**RAW DATA:**
++++++++++

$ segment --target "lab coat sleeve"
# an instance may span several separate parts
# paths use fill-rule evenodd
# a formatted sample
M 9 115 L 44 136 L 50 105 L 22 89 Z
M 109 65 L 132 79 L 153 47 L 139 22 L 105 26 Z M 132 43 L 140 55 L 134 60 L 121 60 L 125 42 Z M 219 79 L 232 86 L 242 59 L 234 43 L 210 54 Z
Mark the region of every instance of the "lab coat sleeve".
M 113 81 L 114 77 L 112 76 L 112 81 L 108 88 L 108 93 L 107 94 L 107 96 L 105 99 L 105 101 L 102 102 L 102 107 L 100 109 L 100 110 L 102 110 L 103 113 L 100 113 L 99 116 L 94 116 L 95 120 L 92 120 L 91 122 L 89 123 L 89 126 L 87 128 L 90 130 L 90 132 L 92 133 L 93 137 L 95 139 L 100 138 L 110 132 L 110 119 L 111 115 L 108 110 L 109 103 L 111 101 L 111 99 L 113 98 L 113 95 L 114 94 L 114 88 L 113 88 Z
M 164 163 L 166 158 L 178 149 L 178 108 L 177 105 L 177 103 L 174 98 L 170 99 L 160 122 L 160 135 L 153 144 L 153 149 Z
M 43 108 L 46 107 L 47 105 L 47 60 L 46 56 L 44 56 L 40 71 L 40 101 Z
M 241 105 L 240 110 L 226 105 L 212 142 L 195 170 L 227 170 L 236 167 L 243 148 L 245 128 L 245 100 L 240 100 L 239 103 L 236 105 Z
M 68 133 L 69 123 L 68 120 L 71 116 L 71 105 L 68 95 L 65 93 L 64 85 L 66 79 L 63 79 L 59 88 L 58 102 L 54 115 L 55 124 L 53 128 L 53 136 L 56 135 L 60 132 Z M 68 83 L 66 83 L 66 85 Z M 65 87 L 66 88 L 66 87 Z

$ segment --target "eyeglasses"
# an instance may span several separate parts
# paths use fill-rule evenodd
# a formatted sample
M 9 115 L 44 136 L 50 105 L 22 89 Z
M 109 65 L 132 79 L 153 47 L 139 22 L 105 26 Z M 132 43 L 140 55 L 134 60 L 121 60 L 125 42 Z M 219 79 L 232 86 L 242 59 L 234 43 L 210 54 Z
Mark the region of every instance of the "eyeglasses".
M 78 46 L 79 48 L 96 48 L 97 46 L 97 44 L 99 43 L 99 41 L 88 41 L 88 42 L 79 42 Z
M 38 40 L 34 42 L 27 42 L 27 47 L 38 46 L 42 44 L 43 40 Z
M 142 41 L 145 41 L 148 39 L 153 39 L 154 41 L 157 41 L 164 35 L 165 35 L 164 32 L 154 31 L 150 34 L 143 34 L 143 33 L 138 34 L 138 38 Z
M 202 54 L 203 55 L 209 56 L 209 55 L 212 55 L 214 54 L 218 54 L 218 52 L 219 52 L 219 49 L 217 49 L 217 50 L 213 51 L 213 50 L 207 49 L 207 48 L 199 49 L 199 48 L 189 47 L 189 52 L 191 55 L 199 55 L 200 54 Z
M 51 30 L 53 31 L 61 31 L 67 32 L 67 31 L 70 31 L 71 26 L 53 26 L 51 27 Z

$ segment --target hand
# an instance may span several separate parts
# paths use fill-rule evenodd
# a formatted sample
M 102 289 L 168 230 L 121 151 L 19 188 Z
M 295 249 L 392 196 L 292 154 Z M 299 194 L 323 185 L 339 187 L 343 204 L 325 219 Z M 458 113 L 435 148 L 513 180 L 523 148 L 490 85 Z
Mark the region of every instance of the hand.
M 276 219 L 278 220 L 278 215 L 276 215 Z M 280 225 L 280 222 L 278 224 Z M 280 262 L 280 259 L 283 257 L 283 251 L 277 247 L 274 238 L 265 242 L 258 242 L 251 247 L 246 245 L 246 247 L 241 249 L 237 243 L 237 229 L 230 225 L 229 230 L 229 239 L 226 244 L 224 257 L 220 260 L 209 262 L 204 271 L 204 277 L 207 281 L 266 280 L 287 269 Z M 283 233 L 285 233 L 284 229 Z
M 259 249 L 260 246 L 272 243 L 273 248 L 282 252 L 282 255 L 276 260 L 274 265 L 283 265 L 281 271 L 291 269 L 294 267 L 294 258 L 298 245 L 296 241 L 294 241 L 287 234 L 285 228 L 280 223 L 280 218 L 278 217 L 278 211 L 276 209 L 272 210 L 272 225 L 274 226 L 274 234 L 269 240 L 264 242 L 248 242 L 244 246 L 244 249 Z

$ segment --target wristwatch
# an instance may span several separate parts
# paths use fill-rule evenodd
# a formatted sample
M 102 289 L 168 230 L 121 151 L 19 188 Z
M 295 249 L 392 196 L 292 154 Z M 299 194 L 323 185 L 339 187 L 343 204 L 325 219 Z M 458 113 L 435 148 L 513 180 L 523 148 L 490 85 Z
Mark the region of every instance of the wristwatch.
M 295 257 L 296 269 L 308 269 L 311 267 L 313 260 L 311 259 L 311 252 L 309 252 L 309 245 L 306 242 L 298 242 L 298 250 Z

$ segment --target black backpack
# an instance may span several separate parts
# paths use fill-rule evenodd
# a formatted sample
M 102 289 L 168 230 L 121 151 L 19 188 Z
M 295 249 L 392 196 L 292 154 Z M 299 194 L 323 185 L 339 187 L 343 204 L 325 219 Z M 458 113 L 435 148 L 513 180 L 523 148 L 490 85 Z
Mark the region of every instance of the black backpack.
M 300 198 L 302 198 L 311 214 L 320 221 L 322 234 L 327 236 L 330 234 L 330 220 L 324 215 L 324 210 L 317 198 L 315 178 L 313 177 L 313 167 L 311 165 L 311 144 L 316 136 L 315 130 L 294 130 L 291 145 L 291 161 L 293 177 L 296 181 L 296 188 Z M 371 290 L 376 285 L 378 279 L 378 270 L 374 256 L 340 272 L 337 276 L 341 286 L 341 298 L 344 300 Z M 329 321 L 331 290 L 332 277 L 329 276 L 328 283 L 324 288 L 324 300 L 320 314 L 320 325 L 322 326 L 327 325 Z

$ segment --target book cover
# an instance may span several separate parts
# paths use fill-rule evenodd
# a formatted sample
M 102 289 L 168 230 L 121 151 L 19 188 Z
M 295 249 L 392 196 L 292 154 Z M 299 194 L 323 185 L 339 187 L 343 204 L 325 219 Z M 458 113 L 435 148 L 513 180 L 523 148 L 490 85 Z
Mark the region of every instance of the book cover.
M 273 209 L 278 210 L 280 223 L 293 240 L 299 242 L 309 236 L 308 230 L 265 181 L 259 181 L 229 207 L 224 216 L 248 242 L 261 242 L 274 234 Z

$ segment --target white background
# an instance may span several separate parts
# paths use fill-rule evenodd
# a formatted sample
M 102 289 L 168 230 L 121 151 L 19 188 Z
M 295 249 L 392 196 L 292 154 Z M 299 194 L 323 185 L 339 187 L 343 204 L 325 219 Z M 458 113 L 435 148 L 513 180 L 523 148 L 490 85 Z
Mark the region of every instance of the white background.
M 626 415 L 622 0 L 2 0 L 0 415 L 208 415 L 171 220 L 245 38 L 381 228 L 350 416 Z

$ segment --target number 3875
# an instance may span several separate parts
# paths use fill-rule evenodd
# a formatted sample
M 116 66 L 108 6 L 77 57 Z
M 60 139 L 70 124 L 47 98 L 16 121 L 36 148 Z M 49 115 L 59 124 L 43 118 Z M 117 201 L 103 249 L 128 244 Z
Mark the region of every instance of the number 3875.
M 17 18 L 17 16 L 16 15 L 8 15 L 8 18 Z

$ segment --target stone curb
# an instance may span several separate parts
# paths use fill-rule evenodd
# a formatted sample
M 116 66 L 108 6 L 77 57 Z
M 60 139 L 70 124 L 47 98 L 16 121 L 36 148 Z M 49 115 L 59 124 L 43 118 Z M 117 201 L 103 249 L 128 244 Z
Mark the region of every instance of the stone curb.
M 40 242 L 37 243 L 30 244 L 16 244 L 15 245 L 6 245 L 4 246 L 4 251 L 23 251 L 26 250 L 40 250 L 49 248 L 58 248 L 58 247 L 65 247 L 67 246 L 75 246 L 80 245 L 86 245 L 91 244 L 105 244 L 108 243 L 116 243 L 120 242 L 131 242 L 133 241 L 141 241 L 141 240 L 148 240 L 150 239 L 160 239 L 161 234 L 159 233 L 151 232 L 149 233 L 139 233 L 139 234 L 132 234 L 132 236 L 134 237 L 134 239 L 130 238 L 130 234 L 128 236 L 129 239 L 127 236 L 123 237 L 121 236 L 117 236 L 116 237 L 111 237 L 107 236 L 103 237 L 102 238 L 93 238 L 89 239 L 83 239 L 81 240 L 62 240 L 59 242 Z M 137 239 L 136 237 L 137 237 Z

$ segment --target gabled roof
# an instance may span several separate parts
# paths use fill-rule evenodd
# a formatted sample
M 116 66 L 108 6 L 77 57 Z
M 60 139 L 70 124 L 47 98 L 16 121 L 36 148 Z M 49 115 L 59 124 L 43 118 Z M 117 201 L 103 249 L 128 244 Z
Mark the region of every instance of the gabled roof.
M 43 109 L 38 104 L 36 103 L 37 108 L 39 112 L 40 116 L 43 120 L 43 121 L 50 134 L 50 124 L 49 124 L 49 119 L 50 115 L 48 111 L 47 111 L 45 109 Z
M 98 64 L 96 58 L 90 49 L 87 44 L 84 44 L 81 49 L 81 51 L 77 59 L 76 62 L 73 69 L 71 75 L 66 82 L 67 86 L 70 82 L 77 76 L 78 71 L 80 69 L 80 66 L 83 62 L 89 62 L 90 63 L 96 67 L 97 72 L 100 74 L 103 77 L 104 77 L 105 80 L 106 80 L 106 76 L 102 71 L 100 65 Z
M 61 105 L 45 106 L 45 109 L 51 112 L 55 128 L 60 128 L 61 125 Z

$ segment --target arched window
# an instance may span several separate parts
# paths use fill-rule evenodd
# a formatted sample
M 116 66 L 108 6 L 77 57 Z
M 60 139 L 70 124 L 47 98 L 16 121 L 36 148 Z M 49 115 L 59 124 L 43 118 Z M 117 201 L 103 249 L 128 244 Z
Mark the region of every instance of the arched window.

++++++++++

**TO DO:** Rename "gabled roof" to "hipped roof" in everything from the line containing "--target gabled roof" down to the line containing "M 43 109 L 38" in the records above. Reproduce those lines with no other change.

**SOLUTION TO THE PROBLEM:**
$ segment --target hipped roof
# an instance may span several separate parts
# paths use fill-rule evenodd
# a formatted sample
M 116 66 L 108 6 L 77 57 Z
M 60 139 L 70 124 L 47 98 L 16 121 L 36 148 Z M 49 115 L 59 124 L 43 118 Z M 117 201 L 103 249 L 128 244 Z
Mark the region of every instance of the hipped roof.
M 43 109 L 38 104 L 36 103 L 37 108 L 39 112 L 40 116 L 43 120 L 43 121 L 50 134 L 50 124 L 49 124 L 49 119 L 50 115 L 48 111 L 47 111 L 45 109 Z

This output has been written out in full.